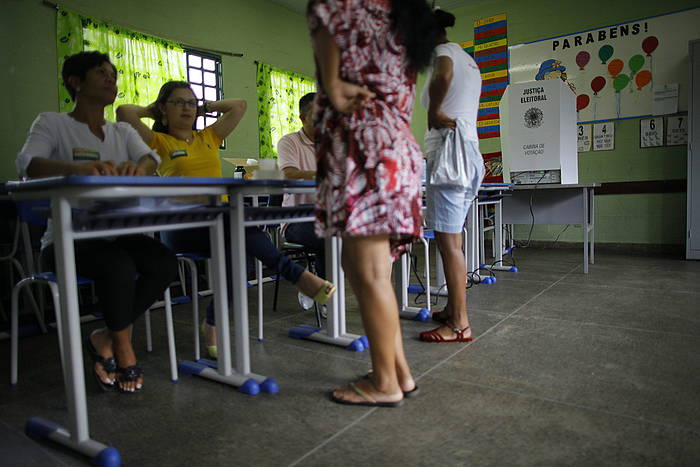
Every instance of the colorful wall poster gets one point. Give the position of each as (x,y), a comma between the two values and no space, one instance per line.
(491,55)
(613,69)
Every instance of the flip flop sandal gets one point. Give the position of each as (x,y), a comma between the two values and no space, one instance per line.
(324,293)
(368,401)
(127,375)
(435,336)
(108,364)
(406,394)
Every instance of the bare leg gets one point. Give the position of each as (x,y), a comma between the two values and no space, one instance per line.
(450,246)
(366,261)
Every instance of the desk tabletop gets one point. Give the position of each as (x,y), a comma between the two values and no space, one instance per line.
(554,186)
(148,181)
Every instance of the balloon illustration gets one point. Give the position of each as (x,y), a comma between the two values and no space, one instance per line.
(605,53)
(620,82)
(615,67)
(582,101)
(649,45)
(582,59)
(636,63)
(642,79)
(597,84)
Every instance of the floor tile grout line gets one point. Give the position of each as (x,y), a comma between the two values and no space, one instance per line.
(369,412)
(449,357)
(612,326)
(571,404)
(334,436)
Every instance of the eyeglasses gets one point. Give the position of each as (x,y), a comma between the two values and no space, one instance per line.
(182,103)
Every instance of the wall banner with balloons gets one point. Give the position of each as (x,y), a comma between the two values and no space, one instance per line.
(613,69)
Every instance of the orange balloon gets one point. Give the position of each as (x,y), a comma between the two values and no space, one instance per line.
(642,79)
(615,67)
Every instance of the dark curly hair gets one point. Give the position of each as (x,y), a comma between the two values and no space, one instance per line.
(417,29)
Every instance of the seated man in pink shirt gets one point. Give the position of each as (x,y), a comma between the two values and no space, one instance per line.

(Aim of the task) Reproduce precisely the span of lines that begins at the line containing "Every instance of the floor" and ends with the last line of the listing.

(Output for this exercise)
Every instance of the floor tile grout line gets one point. Give the position of each as (x,y), a comma between the two values and no space, one instance per line.
(369,412)
(449,357)
(612,326)
(571,404)
(334,436)
Every instance of the eyeglasses gets one point. Give the position of each as (x,y), a comma between the two values and no space, one instance per line.
(182,103)
Every instance of the wall banner with balloons gets one point. Give the position of each as (x,y), a comma between the two values and no space, one instance per line.
(613,69)
Every instance of the orange balloon gets one point. Give the position of each as (x,y), a comma between the two values and no space, one instance per line.
(642,79)
(615,67)
Every instance of the dark curly hair gets one point. Give the position of each as (x,y), a comma between the two values and no space, one instance per line.
(417,29)
Every instance of the seated man in pink shirt gets one point. Give the position of each as (x,y), a comma between the two values and no space, one instance per line.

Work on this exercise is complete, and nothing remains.